BEGIN PROVIDED PASSAGE

Share success stories inside your company to encourage others to seek your services.

Sometimes the best way to fulfill your purpose is not to crunch more numbers.

Simple Big Data setup on Amazon AWS

2018-05-28T13:50:00.000+03:00

Everyone wants to do some big data stuff, right? In all honesty, no-one cares if your data is big or small - size doesn't matter. What matters is your ability to take any size of data and generate understanding from it. At some point the data you are gathering might become inconvenient to process with more traditional tools. It might be that some big data tools might help you - or not. The bottom line is, it is a tool you want to have in your toolbox.

So you want to do some big data stuff. You've got two options

Run stuff locally, or
Run stuff in the cloud

If you don't have a cloud, then surely you can just go with option #1. For that the Hortonworks Sandbox in a Docker seems like a great place to start (https://hortonworks.com/tutorial/sandbox-deployment-and-install-guide/section/3/). But I would not recommend that. It's a hassle and there are very little benefits, except that you only pay for your own electricity.

END PROVIDED PASSAGE
BEGIN DATASET ROWS

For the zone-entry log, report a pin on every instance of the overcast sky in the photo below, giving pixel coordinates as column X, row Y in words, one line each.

END DATASET ROWS
BEGIN DATASET ROWS

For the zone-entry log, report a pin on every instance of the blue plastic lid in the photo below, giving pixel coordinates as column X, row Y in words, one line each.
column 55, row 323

END DATASET ROWS

* WORK INSTRUCTIONS:
Please answer from the big data passage above: what does it say actually matters, given that data size doesn't?

* SOLUTION TO THE EXERCISE:
Your ability to take any size of data and generate understanding from it.